__OBJECTIF__: Extrais du matériel ci-dessous toutes les lignes où figure le mot « arched », et recopie-les sans rien y changer.

##### DONNÉES D'ENTRÉE #####

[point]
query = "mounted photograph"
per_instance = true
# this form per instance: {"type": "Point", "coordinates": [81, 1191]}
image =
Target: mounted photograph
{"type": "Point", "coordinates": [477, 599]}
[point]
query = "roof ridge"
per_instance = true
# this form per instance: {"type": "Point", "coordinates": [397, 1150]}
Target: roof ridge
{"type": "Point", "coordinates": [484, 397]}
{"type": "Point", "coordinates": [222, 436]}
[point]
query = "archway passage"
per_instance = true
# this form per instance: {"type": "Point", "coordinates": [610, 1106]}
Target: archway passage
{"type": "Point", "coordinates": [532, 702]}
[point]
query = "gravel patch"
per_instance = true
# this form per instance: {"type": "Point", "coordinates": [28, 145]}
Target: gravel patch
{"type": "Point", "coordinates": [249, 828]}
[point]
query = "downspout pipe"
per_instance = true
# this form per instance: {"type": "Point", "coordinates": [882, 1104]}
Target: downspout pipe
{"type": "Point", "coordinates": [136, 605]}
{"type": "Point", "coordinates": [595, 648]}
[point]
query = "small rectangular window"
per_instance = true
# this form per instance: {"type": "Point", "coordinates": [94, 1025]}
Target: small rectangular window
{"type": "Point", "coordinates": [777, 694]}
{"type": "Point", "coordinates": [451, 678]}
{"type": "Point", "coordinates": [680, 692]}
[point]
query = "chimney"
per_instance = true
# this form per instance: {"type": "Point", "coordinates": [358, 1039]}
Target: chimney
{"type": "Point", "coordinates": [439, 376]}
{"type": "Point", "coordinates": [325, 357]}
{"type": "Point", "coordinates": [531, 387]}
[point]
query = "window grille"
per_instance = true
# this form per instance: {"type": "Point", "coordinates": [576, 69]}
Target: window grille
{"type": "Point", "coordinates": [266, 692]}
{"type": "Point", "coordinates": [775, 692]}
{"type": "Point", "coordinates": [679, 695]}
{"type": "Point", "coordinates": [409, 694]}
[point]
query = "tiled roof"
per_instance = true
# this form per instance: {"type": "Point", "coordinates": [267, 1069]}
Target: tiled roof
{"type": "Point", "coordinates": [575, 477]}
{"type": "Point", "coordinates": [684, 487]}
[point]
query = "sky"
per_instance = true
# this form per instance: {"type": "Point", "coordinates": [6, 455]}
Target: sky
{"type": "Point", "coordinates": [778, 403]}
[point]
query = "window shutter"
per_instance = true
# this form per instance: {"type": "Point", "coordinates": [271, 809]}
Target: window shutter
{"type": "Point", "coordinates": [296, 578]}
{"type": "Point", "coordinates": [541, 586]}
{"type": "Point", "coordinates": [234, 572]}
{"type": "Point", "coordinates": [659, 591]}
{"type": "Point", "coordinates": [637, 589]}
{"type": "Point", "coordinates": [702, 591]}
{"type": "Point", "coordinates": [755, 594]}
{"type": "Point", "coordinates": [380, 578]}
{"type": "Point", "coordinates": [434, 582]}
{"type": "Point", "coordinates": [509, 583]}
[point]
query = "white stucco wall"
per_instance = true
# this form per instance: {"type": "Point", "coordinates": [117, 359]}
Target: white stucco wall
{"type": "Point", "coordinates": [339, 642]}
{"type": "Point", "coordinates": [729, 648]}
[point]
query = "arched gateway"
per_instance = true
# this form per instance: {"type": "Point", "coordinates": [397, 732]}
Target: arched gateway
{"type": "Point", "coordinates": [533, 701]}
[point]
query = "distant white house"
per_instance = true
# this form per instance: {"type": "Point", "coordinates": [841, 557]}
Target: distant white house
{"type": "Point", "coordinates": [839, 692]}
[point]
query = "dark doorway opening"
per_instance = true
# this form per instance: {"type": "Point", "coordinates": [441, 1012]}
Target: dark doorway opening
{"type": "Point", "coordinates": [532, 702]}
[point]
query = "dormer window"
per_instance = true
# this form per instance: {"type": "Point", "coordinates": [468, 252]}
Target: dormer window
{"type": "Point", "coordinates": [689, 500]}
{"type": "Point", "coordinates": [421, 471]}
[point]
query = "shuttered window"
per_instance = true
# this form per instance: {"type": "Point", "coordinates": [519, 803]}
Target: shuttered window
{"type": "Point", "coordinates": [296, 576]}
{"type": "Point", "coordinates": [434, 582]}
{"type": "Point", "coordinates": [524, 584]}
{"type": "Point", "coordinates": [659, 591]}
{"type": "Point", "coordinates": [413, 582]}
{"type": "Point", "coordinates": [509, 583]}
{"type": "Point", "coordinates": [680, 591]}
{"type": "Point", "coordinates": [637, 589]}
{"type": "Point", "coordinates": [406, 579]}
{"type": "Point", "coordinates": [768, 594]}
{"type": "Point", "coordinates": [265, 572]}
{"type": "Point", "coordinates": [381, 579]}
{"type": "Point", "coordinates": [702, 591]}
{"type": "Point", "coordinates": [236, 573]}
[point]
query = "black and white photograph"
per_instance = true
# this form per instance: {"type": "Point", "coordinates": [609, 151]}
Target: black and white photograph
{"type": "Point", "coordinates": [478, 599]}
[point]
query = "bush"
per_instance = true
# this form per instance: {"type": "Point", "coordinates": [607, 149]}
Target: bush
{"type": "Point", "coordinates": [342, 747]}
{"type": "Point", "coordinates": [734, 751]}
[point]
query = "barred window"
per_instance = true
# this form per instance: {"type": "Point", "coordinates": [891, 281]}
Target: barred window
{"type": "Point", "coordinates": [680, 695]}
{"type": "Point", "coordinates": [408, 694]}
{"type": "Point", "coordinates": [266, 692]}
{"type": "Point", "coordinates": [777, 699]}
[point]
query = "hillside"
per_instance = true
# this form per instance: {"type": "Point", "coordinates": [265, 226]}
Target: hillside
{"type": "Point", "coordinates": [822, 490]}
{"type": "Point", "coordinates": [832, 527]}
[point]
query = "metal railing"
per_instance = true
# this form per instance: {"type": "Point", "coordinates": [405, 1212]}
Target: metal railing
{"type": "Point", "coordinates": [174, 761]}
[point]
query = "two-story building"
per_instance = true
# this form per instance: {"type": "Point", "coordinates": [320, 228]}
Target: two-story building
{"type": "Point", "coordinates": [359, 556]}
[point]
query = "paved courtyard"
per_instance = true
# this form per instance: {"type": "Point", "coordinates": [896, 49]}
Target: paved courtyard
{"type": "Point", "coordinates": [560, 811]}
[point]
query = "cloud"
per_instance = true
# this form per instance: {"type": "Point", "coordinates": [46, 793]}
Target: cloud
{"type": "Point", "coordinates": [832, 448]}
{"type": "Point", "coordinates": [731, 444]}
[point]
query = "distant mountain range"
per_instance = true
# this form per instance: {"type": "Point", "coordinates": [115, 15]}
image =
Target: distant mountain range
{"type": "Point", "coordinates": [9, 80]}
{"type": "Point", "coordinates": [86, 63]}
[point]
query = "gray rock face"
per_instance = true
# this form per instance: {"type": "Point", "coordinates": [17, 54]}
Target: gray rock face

#####

__RÉPONSE COMPLÈTE__:
query = "arched gateway"
Target: arched gateway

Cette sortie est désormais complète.